Short problem:
Can you rewrite the stretch from the line containing "of the gravel" through the end of the listing below, keeping each request line as it stands but shifting every coordinate by adding 84 to both numbers?

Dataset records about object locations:
↓
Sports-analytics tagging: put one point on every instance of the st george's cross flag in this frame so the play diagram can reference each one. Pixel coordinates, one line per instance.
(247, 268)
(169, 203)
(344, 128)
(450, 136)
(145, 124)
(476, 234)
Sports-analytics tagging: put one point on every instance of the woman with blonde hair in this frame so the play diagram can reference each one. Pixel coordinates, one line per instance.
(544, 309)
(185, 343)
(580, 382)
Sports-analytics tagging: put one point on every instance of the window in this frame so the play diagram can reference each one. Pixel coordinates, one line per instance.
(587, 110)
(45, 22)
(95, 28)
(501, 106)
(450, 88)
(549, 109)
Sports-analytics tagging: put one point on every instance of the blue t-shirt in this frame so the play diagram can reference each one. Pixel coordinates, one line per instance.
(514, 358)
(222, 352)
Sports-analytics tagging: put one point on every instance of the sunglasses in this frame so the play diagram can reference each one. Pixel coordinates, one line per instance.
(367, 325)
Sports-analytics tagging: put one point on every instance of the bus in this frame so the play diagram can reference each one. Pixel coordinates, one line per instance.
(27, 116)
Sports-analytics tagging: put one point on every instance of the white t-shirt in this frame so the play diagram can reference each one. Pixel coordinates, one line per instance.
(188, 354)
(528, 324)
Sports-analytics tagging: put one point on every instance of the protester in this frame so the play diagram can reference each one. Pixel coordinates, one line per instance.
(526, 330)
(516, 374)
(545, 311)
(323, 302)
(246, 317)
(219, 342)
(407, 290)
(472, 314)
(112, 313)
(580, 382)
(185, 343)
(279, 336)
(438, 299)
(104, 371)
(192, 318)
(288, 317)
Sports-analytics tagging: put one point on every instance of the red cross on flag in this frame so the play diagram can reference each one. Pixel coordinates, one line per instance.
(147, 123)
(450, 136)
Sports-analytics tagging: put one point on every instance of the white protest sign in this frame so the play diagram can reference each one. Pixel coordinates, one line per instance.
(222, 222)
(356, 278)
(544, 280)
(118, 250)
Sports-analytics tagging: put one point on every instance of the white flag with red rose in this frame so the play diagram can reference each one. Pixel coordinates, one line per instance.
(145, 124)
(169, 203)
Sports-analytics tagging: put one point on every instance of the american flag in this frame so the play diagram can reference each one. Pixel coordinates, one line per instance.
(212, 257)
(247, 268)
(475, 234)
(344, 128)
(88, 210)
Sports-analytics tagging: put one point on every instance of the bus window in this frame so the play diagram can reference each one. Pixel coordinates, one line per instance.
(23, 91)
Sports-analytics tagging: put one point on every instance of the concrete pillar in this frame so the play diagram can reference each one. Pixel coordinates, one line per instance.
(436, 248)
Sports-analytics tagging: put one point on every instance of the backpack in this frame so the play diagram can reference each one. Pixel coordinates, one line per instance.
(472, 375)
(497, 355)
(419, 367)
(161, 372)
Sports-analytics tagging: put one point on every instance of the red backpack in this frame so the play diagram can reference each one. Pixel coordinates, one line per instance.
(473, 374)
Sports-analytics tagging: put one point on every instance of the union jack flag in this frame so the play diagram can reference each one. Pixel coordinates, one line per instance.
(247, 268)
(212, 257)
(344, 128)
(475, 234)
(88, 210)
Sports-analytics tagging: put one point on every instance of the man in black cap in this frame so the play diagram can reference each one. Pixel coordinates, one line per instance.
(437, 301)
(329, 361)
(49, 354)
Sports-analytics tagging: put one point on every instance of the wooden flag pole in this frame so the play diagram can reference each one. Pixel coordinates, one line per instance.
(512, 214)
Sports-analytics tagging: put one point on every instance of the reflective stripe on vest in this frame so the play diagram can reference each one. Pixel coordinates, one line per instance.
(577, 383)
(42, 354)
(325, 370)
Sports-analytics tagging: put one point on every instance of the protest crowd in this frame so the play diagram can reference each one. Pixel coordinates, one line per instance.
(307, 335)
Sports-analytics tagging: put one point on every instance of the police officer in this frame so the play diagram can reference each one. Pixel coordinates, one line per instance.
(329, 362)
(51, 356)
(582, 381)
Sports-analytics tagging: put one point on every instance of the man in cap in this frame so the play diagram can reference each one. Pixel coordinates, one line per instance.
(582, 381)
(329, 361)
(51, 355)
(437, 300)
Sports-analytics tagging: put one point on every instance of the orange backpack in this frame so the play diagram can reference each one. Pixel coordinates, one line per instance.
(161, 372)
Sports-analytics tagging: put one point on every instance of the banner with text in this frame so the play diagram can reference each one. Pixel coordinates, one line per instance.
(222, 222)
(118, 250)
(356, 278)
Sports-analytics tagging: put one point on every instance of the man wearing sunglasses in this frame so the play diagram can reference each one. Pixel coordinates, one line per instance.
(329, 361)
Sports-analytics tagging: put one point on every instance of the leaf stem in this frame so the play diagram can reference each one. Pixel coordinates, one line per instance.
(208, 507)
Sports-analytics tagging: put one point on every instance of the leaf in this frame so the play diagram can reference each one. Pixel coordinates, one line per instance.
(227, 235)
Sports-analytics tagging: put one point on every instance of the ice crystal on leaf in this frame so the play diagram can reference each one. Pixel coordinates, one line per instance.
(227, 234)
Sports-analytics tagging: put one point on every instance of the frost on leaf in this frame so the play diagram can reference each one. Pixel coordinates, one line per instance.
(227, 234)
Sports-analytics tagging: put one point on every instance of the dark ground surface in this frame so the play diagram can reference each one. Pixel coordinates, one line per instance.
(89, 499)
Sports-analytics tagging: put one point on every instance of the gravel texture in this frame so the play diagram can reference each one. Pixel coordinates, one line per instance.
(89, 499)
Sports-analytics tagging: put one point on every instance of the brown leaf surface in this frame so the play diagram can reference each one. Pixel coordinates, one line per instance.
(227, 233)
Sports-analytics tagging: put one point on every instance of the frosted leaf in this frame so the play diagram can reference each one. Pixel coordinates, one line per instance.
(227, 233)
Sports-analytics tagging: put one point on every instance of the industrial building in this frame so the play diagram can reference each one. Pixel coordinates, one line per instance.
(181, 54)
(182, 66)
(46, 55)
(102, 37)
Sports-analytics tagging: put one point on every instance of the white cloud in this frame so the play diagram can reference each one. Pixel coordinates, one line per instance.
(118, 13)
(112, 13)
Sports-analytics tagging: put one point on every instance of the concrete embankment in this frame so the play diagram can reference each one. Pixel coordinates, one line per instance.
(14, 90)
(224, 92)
↑
Full answer:
Sports-analytics tagging: put one point on every instance of the gravel texture in this frame so the play diagram can reference each one. Pixel coordinates, one line per instance.
(173, 583)
Sports-analytics tagging: put one point on every instance of the brown leaf surface in this frame so the play diagram can reference each one. Pixel coordinates, one line per instance.
(311, 317)
Sports-analytics tagging: put one point on every instance of the frosted leaf in this frame so the play diagram can reference each one. Pixel coordinates, one line per instance.
(311, 317)
Sports-analytics tagging: put one point on every instance of the industrial building in this frame so the play diagram can reference each one. Pixel coordinates, one line per instance.
(265, 138)
(266, 150)
(130, 139)
(186, 121)
Sports-analytics tagging: put one point on every instance of the white cloud in this frame so the play diagram can reference each one. Pixel coordinates, one line per instance.
(202, 97)
(196, 97)
Sports-analytics tagging: put one point on every instance of the concrete embankment in this frame so the play diagram can reference each one. Pixel coordinates, one line per instance.
(98, 174)
(308, 176)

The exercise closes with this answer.